*AIM*
Please repeat the records below word for word, leaving out the pictures.

*Object position labeling records*

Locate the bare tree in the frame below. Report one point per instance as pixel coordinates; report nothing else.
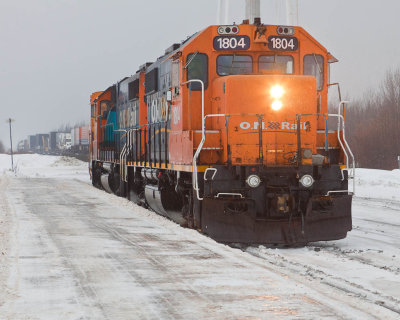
(2, 150)
(374, 125)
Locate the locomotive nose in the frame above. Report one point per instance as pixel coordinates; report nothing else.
(276, 96)
(261, 116)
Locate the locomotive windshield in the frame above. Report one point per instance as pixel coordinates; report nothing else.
(282, 64)
(233, 64)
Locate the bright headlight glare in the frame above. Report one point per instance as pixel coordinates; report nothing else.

*EXERCISE SOLUTION*
Locate the bare tree in the frame below. Report one point per instance as pixel coordinates; report nothing else.
(2, 150)
(374, 125)
Locate the locomotive nose in the frame above. Report one point per instance as pixel coordinates; report nothing else.
(276, 96)
(261, 116)
Locate the locomotive windshield in the frame above. Report one point per instance as pixel coordinates; report nothing else.
(282, 64)
(233, 64)
Locate the bright headlight glare in the frame above. Report one point per instance as pixel coordinates; report nothing else.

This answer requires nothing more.